WORK ORDER - Track down each line below containing the string "ball" and copy it.
########################################
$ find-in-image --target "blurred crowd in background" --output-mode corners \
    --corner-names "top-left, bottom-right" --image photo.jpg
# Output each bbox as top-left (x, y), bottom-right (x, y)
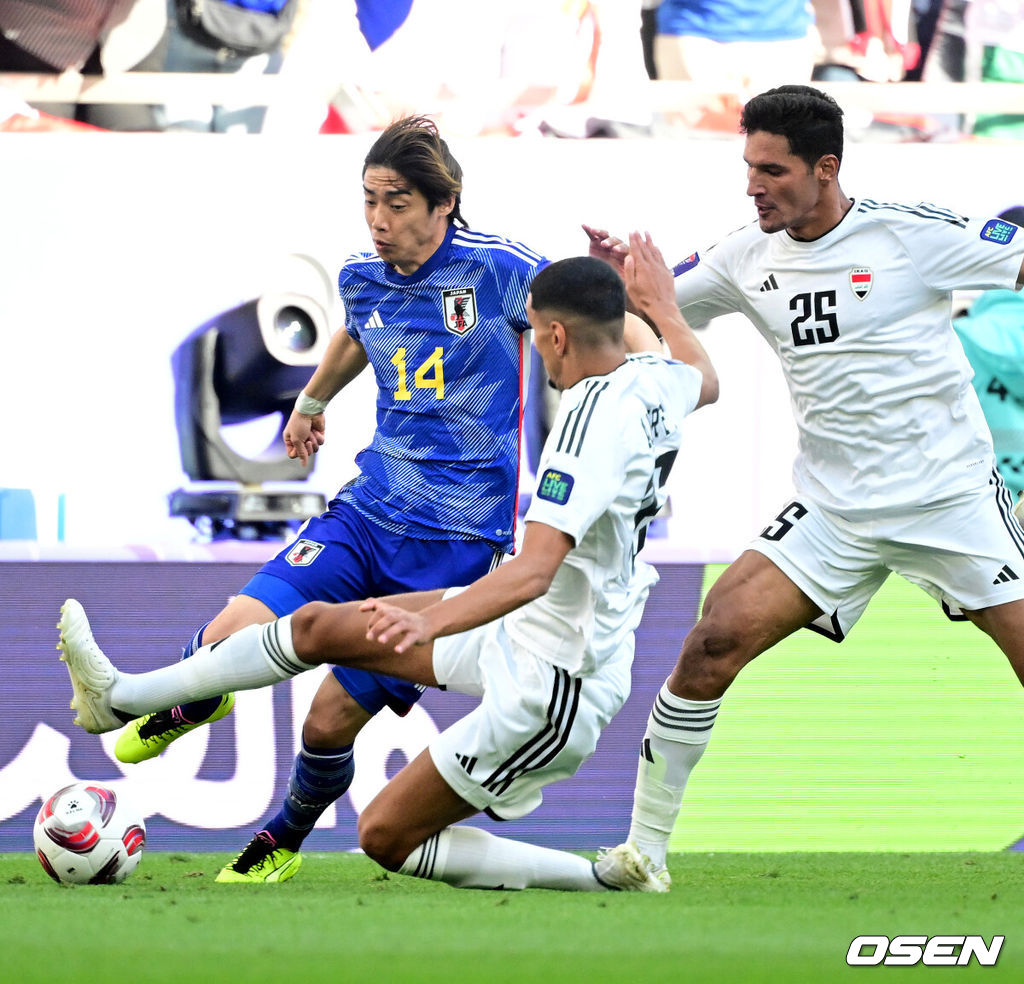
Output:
top-left (0, 0), bottom-right (1021, 138)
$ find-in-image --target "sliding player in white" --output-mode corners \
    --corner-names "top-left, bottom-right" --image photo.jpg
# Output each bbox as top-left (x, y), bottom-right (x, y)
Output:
top-left (58, 248), bottom-right (719, 892)
top-left (586, 84), bottom-right (1024, 885)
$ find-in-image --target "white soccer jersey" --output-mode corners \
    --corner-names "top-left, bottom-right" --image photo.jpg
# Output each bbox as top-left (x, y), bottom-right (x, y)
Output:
top-left (673, 202), bottom-right (1024, 514)
top-left (503, 354), bottom-right (703, 675)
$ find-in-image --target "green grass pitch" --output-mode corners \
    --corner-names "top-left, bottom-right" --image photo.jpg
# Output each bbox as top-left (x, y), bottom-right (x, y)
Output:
top-left (5, 574), bottom-right (1023, 982)
top-left (2, 850), bottom-right (1023, 983)
top-left (673, 568), bottom-right (1024, 852)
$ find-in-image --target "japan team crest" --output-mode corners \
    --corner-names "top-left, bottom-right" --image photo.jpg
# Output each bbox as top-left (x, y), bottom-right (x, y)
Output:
top-left (286, 538), bottom-right (324, 567)
top-left (849, 267), bottom-right (873, 300)
top-left (443, 287), bottom-right (478, 336)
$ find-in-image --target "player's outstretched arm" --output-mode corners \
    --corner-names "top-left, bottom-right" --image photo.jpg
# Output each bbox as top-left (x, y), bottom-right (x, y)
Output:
top-left (363, 521), bottom-right (573, 653)
top-left (623, 312), bottom-right (664, 355)
top-left (284, 331), bottom-right (370, 465)
top-left (583, 223), bottom-right (629, 277)
top-left (625, 231), bottom-right (719, 410)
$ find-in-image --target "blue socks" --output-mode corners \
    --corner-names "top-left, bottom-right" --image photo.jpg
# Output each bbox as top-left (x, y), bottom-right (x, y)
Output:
top-left (176, 620), bottom-right (224, 723)
top-left (264, 739), bottom-right (356, 851)
top-left (176, 620), bottom-right (356, 851)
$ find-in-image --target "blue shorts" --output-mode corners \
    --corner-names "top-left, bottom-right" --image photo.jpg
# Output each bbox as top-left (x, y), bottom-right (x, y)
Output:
top-left (239, 498), bottom-right (502, 716)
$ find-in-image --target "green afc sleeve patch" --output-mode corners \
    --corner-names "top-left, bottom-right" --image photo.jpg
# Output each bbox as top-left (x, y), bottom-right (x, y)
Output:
top-left (537, 469), bottom-right (574, 505)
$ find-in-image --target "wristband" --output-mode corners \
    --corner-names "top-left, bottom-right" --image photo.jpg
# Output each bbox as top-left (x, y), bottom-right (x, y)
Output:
top-left (294, 390), bottom-right (330, 416)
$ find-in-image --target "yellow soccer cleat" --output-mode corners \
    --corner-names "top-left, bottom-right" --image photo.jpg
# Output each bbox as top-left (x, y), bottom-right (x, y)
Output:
top-left (114, 693), bottom-right (235, 764)
top-left (215, 831), bottom-right (302, 884)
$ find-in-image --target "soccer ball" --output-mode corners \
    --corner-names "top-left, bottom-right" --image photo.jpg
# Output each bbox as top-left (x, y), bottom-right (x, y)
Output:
top-left (34, 782), bottom-right (146, 885)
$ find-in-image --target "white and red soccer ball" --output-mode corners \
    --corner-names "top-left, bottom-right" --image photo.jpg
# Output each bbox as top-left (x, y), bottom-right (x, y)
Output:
top-left (34, 782), bottom-right (146, 885)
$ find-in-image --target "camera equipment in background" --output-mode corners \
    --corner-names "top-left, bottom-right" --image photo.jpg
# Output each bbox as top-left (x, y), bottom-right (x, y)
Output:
top-left (169, 255), bottom-right (334, 540)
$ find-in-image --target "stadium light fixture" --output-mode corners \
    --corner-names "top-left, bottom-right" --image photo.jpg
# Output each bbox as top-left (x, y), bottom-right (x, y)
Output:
top-left (169, 255), bottom-right (334, 540)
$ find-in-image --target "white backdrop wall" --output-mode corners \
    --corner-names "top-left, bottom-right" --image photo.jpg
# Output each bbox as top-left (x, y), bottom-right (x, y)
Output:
top-left (2, 134), bottom-right (1022, 560)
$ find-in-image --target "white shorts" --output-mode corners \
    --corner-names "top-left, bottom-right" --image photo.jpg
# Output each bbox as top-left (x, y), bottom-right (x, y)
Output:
top-left (750, 478), bottom-right (1024, 642)
top-left (430, 616), bottom-right (632, 820)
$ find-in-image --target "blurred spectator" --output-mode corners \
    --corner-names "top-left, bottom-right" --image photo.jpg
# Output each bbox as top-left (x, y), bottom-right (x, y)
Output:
top-left (814, 0), bottom-right (918, 82)
top-left (921, 0), bottom-right (968, 87)
top-left (158, 0), bottom-right (298, 133)
top-left (0, 83), bottom-right (105, 130)
top-left (964, 0), bottom-right (1024, 138)
top-left (225, 0), bottom-right (460, 136)
top-left (641, 0), bottom-right (661, 78)
top-left (311, 0), bottom-right (653, 138)
top-left (652, 0), bottom-right (817, 91)
top-left (263, 0), bottom-right (384, 135)
top-left (0, 85), bottom-right (38, 128)
top-left (638, 0), bottom-right (816, 134)
top-left (517, 0), bottom-right (655, 137)
top-left (905, 0), bottom-right (945, 80)
top-left (813, 1), bottom-right (937, 139)
top-left (919, 0), bottom-right (1024, 138)
top-left (953, 206), bottom-right (1024, 498)
top-left (848, 0), bottom-right (919, 80)
top-left (0, 0), bottom-right (167, 130)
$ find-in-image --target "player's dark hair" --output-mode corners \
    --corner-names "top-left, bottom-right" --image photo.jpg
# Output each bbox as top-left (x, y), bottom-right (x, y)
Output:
top-left (364, 116), bottom-right (466, 227)
top-left (530, 257), bottom-right (625, 343)
top-left (740, 85), bottom-right (844, 170)
top-left (999, 205), bottom-right (1024, 227)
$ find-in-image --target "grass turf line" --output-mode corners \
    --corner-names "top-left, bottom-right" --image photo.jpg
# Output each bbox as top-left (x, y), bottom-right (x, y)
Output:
top-left (1, 851), bottom-right (1022, 983)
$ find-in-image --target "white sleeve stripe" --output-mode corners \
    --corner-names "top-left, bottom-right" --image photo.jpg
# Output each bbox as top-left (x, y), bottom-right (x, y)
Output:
top-left (452, 230), bottom-right (545, 265)
top-left (857, 199), bottom-right (969, 228)
top-left (555, 380), bottom-right (609, 457)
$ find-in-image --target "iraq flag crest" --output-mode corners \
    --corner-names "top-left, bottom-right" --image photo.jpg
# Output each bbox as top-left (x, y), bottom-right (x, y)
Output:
top-left (849, 267), bottom-right (873, 300)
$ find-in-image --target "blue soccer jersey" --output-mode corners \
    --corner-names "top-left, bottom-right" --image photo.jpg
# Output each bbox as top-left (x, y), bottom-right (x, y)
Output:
top-left (336, 224), bottom-right (546, 553)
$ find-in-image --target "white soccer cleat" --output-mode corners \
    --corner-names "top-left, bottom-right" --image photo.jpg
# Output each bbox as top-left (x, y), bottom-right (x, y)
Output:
top-left (57, 598), bottom-right (123, 734)
top-left (593, 842), bottom-right (670, 893)
top-left (648, 858), bottom-right (672, 891)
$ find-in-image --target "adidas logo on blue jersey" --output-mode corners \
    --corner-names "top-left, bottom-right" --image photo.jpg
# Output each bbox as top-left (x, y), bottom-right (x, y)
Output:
top-left (364, 309), bottom-right (384, 330)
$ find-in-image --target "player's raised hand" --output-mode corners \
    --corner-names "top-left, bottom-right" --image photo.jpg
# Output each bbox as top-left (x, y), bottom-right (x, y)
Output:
top-left (624, 231), bottom-right (675, 315)
top-left (361, 598), bottom-right (434, 653)
top-left (582, 224), bottom-right (629, 275)
top-left (284, 409), bottom-right (326, 466)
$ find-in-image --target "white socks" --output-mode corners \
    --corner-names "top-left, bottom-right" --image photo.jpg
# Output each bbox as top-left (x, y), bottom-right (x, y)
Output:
top-left (627, 682), bottom-right (720, 869)
top-left (109, 616), bottom-right (316, 715)
top-left (399, 826), bottom-right (604, 891)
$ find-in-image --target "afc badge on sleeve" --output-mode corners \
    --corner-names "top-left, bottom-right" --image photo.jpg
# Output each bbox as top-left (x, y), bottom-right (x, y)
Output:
top-left (286, 539), bottom-right (324, 567)
top-left (443, 287), bottom-right (478, 336)
top-left (537, 469), bottom-right (575, 505)
top-left (980, 219), bottom-right (1018, 244)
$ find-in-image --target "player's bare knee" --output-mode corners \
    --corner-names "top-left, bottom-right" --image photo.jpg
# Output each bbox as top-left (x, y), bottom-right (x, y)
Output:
top-left (356, 812), bottom-right (407, 872)
top-left (301, 706), bottom-right (347, 747)
top-left (290, 601), bottom-right (332, 653)
top-left (302, 697), bottom-right (366, 747)
top-left (205, 594), bottom-right (277, 642)
top-left (674, 622), bottom-right (748, 696)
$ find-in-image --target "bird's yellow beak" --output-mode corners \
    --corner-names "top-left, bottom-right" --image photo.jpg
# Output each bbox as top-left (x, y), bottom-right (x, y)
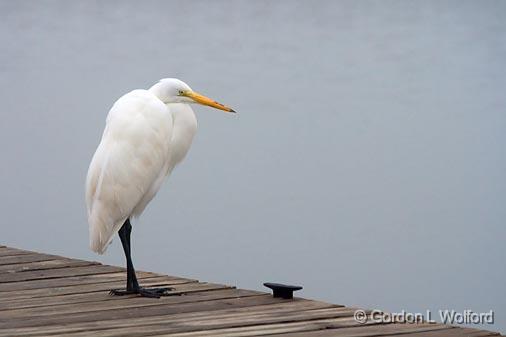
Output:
top-left (185, 91), bottom-right (235, 113)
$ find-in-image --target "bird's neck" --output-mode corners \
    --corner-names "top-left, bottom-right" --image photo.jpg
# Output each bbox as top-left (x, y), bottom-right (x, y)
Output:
top-left (168, 104), bottom-right (197, 169)
top-left (149, 82), bottom-right (170, 103)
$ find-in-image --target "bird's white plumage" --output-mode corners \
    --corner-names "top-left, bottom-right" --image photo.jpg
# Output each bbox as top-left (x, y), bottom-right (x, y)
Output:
top-left (86, 81), bottom-right (197, 254)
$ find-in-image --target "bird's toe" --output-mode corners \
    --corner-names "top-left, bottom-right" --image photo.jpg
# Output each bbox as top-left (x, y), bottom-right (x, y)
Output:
top-left (138, 288), bottom-right (162, 298)
top-left (109, 289), bottom-right (136, 296)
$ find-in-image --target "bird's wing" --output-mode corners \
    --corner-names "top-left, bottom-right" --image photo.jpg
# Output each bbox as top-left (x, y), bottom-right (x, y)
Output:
top-left (85, 90), bottom-right (173, 254)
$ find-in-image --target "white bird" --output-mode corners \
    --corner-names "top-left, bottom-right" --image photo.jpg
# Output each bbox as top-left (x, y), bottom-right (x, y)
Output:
top-left (85, 78), bottom-right (234, 297)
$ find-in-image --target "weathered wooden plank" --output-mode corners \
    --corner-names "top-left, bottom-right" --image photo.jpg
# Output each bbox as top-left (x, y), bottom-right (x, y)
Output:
top-left (0, 294), bottom-right (303, 329)
top-left (0, 253), bottom-right (67, 266)
top-left (0, 291), bottom-right (304, 336)
top-left (0, 270), bottom-right (164, 292)
top-left (0, 258), bottom-right (99, 273)
top-left (263, 323), bottom-right (454, 337)
top-left (0, 264), bottom-right (125, 283)
top-left (0, 288), bottom-right (256, 313)
top-left (0, 247), bottom-right (35, 257)
top-left (0, 275), bottom-right (194, 300)
top-left (0, 277), bottom-right (198, 309)
top-left (0, 305), bottom-right (352, 337)
top-left (392, 326), bottom-right (501, 337)
top-left (42, 316), bottom-right (381, 337)
top-left (1, 282), bottom-right (233, 318)
top-left (157, 321), bottom-right (447, 337)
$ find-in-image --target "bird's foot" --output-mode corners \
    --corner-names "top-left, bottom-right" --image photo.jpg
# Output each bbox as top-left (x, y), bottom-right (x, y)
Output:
top-left (109, 287), bottom-right (173, 298)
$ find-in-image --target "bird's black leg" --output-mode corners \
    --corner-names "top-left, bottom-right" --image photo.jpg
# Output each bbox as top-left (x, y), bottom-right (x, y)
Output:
top-left (109, 219), bottom-right (171, 298)
top-left (121, 219), bottom-right (139, 291)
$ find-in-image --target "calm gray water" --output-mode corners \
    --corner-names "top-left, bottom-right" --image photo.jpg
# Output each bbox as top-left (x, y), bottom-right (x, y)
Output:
top-left (1, 0), bottom-right (505, 332)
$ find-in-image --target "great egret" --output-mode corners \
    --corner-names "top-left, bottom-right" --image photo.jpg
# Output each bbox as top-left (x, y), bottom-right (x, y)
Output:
top-left (85, 78), bottom-right (234, 298)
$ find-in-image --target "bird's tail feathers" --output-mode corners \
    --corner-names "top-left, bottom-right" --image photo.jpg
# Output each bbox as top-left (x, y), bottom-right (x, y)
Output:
top-left (89, 202), bottom-right (126, 255)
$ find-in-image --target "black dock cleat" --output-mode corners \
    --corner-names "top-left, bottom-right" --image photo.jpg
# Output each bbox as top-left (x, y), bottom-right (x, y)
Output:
top-left (263, 282), bottom-right (303, 299)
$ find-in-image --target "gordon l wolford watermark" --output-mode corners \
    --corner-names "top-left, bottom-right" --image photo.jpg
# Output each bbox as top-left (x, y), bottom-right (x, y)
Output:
top-left (353, 309), bottom-right (495, 325)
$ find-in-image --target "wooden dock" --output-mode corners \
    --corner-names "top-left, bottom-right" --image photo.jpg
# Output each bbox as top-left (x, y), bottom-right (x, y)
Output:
top-left (0, 245), bottom-right (502, 337)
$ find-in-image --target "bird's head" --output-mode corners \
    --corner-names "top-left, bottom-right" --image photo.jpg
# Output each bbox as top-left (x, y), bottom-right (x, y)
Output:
top-left (149, 78), bottom-right (235, 113)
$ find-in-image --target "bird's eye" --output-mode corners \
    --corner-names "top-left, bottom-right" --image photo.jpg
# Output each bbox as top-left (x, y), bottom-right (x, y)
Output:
top-left (178, 90), bottom-right (184, 95)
########################################
TASK RESULT -
$ find-in-image --target "soccer ball" --output-mode corners \
$ find-in-image --target "white and red soccer ball" --output-mode corners \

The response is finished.